>> Start Dataset records

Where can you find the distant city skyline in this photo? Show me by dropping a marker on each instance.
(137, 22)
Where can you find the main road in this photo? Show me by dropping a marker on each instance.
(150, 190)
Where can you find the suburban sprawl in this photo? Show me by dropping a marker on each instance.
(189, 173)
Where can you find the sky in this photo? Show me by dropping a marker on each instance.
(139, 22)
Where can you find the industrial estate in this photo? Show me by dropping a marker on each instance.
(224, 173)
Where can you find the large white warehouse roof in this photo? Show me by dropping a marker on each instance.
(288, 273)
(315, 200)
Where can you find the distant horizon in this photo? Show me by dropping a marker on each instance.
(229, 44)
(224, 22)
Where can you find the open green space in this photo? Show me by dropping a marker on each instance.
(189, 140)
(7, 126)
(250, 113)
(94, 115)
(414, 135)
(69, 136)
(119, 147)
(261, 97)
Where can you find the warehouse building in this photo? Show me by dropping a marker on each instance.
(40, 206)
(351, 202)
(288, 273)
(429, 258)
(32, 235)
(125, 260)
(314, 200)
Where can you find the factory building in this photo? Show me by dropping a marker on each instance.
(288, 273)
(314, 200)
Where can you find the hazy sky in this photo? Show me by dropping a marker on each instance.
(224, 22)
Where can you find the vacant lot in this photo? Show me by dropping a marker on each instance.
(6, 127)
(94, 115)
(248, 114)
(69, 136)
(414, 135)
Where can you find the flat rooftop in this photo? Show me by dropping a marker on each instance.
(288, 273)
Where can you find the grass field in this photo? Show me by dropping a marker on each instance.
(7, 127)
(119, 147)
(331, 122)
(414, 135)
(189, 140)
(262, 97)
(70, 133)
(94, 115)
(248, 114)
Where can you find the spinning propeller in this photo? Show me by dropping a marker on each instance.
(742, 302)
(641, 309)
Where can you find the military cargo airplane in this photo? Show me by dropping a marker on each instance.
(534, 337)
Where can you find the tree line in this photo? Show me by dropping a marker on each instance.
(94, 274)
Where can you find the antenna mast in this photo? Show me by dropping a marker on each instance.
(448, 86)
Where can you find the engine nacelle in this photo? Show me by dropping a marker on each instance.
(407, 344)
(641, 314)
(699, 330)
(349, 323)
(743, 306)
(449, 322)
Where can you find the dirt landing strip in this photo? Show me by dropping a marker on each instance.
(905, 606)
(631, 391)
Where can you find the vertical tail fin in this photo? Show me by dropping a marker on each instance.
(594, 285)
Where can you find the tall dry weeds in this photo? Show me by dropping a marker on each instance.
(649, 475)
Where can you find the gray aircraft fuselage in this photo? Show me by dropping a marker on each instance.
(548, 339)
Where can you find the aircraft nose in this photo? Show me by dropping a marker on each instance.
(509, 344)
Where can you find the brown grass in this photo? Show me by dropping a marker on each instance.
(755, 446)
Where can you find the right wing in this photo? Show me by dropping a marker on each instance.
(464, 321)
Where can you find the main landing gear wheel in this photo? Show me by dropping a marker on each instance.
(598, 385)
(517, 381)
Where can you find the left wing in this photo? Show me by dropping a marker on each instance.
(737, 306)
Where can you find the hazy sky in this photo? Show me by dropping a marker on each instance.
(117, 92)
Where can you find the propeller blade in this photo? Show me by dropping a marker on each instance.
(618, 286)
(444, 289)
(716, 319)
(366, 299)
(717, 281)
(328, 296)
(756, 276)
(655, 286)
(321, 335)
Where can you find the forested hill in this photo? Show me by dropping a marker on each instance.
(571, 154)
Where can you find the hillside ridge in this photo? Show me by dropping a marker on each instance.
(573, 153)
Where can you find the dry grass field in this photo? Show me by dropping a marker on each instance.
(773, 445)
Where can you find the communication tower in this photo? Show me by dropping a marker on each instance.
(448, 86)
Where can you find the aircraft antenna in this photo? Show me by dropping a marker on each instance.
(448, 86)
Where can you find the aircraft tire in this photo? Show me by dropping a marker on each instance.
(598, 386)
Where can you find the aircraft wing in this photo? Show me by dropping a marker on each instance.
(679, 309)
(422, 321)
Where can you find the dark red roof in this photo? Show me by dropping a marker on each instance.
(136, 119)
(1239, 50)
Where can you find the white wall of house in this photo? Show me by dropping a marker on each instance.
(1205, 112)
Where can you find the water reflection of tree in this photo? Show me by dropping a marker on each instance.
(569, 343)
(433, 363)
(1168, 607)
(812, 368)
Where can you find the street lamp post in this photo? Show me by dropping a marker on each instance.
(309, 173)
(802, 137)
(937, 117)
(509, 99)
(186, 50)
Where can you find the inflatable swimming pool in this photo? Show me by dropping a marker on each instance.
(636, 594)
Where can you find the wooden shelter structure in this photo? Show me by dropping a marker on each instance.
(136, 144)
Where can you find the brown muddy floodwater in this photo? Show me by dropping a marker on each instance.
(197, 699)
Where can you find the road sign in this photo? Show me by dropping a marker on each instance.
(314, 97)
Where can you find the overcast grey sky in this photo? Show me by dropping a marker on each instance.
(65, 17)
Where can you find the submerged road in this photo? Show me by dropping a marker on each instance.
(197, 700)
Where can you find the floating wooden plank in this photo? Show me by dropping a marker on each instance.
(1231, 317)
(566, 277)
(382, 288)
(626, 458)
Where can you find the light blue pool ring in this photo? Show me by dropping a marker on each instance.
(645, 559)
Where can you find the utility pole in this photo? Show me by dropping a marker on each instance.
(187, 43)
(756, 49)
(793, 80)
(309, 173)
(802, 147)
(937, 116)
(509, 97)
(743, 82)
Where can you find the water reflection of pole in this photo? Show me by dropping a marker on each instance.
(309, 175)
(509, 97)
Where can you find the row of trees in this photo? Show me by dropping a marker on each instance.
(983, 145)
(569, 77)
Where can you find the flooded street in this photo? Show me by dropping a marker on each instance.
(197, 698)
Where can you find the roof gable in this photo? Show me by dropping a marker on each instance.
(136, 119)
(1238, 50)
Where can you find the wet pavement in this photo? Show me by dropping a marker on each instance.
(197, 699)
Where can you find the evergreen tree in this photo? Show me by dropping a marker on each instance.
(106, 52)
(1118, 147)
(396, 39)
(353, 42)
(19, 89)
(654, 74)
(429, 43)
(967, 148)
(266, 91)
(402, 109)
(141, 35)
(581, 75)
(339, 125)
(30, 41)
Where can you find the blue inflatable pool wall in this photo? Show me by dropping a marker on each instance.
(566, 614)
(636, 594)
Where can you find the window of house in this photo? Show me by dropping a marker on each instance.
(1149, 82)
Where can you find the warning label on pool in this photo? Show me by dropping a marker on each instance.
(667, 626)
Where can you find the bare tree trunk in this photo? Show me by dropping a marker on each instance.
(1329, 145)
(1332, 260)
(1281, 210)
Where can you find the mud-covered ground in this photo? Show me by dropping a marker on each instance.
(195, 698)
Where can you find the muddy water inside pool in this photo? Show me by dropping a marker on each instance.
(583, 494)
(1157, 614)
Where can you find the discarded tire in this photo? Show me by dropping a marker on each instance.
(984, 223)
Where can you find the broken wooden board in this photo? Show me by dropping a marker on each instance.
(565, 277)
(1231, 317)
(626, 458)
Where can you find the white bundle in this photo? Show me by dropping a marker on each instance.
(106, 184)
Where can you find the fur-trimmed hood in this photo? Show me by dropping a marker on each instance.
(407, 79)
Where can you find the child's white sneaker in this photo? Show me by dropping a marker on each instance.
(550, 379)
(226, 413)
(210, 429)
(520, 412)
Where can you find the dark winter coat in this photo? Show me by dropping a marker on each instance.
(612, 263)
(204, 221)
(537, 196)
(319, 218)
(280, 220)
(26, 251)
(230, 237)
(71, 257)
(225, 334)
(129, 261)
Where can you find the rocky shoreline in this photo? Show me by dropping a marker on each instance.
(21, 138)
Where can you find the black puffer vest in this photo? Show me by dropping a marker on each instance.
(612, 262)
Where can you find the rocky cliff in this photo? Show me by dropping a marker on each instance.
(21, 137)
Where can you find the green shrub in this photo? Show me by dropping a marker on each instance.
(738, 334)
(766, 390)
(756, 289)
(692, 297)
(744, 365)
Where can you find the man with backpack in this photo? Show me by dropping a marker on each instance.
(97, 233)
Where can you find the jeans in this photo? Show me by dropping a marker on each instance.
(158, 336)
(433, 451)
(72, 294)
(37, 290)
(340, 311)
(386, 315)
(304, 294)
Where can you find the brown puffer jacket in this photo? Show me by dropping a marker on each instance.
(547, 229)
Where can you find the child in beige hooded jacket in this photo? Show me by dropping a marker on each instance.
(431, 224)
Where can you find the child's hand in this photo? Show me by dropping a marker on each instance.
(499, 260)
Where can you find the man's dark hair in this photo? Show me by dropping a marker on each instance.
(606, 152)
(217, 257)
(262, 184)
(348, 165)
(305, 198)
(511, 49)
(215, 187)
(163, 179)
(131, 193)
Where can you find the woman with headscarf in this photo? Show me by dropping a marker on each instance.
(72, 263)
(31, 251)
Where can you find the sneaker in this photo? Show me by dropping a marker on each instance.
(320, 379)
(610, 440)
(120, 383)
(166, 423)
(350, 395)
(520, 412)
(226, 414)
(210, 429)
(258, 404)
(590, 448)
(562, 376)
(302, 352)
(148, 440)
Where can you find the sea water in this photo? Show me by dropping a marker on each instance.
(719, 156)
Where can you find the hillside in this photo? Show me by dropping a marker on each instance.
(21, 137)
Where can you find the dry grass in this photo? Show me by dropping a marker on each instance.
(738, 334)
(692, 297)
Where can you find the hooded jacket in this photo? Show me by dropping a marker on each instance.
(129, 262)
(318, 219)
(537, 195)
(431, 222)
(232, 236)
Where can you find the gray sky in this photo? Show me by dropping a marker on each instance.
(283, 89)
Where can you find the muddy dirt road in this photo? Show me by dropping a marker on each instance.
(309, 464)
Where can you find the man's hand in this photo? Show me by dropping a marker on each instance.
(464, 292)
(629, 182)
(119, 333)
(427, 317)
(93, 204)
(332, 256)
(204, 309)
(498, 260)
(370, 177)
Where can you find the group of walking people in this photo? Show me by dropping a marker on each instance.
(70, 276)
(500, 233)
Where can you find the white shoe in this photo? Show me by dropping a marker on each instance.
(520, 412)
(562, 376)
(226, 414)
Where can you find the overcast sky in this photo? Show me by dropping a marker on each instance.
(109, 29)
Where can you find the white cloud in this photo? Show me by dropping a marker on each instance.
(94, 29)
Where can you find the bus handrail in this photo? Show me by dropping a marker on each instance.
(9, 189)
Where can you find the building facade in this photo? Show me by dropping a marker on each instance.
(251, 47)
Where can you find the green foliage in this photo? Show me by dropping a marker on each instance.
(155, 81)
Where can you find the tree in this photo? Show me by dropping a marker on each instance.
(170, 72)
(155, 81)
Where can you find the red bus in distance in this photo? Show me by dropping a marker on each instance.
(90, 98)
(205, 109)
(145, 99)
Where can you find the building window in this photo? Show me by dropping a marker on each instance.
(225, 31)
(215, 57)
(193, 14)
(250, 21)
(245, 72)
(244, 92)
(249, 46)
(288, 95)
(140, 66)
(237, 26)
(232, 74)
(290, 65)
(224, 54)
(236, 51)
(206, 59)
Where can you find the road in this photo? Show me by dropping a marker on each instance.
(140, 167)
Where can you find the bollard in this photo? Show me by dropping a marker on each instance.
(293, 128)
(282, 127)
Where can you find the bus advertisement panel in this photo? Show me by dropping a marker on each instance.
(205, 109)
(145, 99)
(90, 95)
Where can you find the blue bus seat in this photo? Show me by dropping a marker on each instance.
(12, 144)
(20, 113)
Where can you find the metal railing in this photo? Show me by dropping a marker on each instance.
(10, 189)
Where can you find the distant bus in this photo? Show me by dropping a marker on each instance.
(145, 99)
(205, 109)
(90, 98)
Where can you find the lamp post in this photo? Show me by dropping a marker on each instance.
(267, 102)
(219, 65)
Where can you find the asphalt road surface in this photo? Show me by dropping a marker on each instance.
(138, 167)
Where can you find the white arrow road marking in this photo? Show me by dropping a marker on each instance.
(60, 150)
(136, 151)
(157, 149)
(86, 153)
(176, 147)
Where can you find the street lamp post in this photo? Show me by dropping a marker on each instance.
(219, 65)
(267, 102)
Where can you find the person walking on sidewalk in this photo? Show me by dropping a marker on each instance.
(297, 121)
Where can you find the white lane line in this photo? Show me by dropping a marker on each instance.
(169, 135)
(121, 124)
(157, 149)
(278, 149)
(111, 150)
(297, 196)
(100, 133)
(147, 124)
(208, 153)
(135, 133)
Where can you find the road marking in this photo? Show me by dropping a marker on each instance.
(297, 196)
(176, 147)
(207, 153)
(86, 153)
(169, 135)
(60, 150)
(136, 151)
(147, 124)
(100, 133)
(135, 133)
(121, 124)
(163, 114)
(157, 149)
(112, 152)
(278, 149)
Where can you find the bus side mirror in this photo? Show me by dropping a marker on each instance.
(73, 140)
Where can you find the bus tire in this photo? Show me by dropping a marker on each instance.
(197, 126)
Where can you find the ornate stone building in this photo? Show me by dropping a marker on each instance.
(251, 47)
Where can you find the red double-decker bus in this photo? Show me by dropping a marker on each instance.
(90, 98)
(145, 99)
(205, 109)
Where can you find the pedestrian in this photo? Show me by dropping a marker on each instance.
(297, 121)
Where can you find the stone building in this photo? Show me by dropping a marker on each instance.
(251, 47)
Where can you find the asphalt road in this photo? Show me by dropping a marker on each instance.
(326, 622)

>> End Dataset records

§ Problem statement
Would you give again, word for word, every line from the one with "Where can you find the bus side" through the final line of the listing above?

§ Exercise solution
Where can you find the bus side mirror in this photo? Show me by dropping a marker on each instance.
(73, 140)
Where can you find the bus tire in this photo? Show me by dropping a marker on each instance.
(197, 126)
Where can you find the ornate stone building in this photo? Show me by dropping a marker on each instance.
(251, 47)
Where can you find the red double-decker bus in this photo? Show me by dropping a marker on each instance.
(90, 98)
(145, 99)
(205, 109)
Where can you find the pedestrian in this photo? Show me by dropping a marker on each instance.
(297, 121)
Where can you find the stone building in this photo? Show me by dropping a marker on each instance.
(251, 47)
Where can you find the asphalt road in this photo? Show me by dropping a marker on each instance.
(326, 622)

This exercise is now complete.